* **Direction**:
Express the lines as a JSON list of strings, one string per line and with blank lines omitted, beginning with the line that contains "occurrences of goalkeeper's" and ending with the last line of the records, both included.

* **Material supplied**:
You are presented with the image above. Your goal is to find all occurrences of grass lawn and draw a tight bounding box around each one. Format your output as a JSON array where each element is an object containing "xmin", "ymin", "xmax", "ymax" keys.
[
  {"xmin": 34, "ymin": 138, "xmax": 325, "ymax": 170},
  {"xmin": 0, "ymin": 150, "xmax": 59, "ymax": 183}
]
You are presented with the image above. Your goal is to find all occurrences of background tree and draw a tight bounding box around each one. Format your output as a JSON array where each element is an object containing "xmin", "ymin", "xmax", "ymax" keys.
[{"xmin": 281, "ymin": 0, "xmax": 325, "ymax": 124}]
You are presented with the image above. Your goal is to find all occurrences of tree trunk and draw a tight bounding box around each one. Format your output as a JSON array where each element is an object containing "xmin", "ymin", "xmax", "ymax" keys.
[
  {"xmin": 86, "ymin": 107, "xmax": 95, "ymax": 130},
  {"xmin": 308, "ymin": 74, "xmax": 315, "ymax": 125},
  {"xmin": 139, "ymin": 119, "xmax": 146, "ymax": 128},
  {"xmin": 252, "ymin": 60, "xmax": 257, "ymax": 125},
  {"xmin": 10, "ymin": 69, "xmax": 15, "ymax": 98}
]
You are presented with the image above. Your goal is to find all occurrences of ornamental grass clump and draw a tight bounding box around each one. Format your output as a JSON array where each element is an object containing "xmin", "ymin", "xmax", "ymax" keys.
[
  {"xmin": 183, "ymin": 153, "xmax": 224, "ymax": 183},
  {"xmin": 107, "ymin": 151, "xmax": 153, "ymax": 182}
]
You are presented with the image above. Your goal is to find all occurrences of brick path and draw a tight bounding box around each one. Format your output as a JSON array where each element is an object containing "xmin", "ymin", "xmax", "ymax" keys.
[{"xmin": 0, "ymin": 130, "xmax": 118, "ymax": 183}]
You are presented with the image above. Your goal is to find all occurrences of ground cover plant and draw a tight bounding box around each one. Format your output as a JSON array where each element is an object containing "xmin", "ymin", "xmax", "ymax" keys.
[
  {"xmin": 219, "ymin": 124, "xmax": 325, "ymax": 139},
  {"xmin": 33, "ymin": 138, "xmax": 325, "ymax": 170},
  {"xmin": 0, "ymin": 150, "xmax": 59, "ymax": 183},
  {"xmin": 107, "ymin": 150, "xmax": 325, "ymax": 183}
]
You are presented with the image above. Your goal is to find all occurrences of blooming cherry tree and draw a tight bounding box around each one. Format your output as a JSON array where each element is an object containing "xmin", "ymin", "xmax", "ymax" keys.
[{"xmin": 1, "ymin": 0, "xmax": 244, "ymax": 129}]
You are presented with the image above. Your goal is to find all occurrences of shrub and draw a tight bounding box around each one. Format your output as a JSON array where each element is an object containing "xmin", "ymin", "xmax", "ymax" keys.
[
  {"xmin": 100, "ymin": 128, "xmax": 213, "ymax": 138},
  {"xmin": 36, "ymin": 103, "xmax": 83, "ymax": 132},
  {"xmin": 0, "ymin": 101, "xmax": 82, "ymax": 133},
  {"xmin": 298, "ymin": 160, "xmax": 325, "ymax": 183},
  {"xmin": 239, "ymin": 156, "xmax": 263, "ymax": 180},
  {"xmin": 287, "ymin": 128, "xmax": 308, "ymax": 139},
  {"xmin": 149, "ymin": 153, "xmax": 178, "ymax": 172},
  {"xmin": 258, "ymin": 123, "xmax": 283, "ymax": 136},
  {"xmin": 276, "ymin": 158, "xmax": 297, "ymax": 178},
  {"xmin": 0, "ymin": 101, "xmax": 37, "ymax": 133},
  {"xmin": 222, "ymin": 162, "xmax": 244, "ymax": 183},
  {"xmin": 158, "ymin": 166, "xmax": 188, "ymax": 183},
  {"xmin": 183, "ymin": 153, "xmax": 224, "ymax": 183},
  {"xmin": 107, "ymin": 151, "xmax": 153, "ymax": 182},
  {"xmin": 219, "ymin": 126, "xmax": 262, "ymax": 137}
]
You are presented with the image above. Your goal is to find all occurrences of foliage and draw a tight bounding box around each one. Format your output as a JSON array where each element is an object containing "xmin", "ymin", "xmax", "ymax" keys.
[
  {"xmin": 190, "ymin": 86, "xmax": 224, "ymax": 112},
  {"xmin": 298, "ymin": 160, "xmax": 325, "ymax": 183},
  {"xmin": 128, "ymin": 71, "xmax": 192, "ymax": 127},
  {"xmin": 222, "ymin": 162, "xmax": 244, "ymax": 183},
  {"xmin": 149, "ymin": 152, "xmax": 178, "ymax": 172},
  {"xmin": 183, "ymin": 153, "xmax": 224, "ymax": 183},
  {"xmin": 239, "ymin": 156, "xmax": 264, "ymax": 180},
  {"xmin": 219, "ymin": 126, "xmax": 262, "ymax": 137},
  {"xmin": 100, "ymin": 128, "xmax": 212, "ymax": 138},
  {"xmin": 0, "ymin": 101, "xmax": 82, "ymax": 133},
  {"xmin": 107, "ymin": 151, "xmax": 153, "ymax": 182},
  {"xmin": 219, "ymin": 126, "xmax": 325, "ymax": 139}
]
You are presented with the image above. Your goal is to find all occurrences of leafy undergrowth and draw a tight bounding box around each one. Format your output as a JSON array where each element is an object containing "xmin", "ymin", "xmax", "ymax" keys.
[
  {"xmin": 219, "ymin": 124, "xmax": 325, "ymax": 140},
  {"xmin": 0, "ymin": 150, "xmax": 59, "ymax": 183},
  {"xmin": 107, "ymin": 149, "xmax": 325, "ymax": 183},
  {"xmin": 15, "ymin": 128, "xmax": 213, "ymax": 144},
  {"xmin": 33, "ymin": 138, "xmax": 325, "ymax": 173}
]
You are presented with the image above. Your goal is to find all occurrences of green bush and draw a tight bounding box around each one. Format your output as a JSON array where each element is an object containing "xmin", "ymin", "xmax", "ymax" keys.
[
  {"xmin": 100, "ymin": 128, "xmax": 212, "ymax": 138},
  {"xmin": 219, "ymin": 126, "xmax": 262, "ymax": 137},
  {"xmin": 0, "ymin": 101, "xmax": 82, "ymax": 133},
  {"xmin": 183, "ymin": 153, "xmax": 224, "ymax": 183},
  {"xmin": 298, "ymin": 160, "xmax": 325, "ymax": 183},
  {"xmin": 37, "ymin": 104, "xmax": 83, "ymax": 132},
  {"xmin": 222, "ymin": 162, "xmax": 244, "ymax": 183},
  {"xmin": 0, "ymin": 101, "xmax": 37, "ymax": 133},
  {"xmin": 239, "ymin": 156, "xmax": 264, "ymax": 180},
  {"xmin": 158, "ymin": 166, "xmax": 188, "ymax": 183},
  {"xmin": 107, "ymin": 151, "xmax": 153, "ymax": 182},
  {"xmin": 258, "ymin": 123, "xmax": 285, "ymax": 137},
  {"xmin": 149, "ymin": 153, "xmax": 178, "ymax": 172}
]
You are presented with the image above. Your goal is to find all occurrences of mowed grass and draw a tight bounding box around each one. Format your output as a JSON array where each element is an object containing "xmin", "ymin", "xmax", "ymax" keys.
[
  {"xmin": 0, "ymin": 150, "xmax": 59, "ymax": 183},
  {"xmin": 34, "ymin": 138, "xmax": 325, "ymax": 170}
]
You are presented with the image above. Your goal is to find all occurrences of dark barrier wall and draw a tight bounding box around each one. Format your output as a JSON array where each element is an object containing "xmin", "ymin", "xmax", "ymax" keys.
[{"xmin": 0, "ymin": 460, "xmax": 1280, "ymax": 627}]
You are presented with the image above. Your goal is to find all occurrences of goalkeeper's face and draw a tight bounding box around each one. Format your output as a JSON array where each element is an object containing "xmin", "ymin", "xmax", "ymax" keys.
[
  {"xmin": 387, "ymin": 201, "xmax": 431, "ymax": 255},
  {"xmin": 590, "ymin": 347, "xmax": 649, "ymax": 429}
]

* **Finished exercise**:
[
  "You are presented with the image above. Your goal is to find all occurrences of goalkeeper's face and draw a tight bounding box around each one. Format your output as a JSON array where each element is an object containing \"xmin\", \"ymin\", \"xmax\", \"ymax\" keys.",
  "[",
  "  {\"xmin\": 387, \"ymin\": 201, \"xmax\": 431, \"ymax\": 255},",
  "  {\"xmin\": 590, \"ymin\": 347, \"xmax\": 649, \"ymax\": 429}",
  "]"
]